++++ TEXTE EXTRAIT ++++

Lozère peu peuplée
Une large partie des Cévennes est située dans le département de la Lozère. Ce département
peu banal présente la particularité d'être le moins peuplé de France avec à peine
plus de 70.000 habitants, à comparer avec les 650.000 de la moyenne nationale, et
les 2 ou 3 millions des plus denses. Imaginez les habitants d'un demi-arrondissement
parisien répartis sur un département... Il ne reste plus grand monde au kilomètre
carré. Certaines parties de la Lozère atteignent même de vertigineux records, comme
le causse Méjean, un plateau calcaire de 30 km par 20 sur lequel 600 habitants sont
dispersés de loin en loin dans de minuscules hameaux isolés. La densité y tombe
à près de 1 habitant au km², ce qui e fait, selon les normes officielles, un désert.

++++ INFORMATIONS AFFICHÉES ++++

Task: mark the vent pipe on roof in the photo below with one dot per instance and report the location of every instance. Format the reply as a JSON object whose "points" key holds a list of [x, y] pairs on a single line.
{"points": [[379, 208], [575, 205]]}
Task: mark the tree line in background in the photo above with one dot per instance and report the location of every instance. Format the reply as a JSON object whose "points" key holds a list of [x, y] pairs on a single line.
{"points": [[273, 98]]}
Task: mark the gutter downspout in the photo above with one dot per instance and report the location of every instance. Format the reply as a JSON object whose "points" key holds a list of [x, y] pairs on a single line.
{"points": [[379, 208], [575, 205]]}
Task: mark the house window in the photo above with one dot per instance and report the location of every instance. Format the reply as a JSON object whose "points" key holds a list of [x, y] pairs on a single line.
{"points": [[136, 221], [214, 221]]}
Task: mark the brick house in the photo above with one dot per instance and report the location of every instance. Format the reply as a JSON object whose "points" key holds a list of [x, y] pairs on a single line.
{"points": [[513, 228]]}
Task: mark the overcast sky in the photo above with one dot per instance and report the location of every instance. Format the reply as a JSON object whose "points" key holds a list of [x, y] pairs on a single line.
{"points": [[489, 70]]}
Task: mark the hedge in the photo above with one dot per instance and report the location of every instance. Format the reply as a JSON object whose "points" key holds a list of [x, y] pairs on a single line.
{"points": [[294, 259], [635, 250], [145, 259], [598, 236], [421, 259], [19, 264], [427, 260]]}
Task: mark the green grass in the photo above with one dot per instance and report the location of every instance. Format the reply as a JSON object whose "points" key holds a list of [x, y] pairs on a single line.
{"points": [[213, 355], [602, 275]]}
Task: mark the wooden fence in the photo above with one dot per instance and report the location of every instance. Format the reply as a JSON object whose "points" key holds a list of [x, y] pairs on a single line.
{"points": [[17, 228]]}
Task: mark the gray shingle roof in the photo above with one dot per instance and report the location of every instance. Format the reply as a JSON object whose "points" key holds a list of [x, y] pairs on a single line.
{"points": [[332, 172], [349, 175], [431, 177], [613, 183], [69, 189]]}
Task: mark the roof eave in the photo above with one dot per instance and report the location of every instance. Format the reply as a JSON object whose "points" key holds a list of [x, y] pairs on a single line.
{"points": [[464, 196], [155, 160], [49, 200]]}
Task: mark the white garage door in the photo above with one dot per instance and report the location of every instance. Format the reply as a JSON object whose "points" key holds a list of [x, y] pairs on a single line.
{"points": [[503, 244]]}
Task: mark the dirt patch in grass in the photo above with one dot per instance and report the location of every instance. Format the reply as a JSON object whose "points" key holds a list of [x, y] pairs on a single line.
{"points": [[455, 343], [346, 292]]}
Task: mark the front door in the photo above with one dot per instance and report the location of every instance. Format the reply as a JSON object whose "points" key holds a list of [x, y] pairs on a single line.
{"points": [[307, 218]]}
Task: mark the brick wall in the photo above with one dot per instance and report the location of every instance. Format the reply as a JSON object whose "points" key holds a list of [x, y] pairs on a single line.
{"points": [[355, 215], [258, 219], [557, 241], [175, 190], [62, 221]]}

++++

VOTRE OBJECTIF: Recopiez à l'identique le passage du texte sur la Lozère qui va de « Lozère peu peuplée » jusqu'à « officielles, un désert. » inclus. Ces données n'ont aucun lien avec le texte sur la Lozère.

LA RÉPONSE:
Lozère peu peuplée
Une large partie des Cévennes est située dans le département de la Lozère. Ce département
peu banal présente la particularité d'être le moins peuplé de France avec à peine
plus de 70.000 habitants, à comparer avec les 650.000 de la moyenne nationale, et
les 2 ou 3 millions des plus denses. Imaginez les habitants d'un demi-arrondissement
parisien répartis sur un département... Il ne reste plus grand monde au kilomètre
carré. Certaines parties de la Lozère atteignent même de vertigineux records, comme
le causse Méjean, un plateau calcaire de 30 km par 20 sur lequel 600 habitants sont
dispersés de loin en loin dans de minuscules hameaux isolés. La densité y tombe
à près de 1 habitant au km², ce qui e fait, selon les normes officielles, un désert.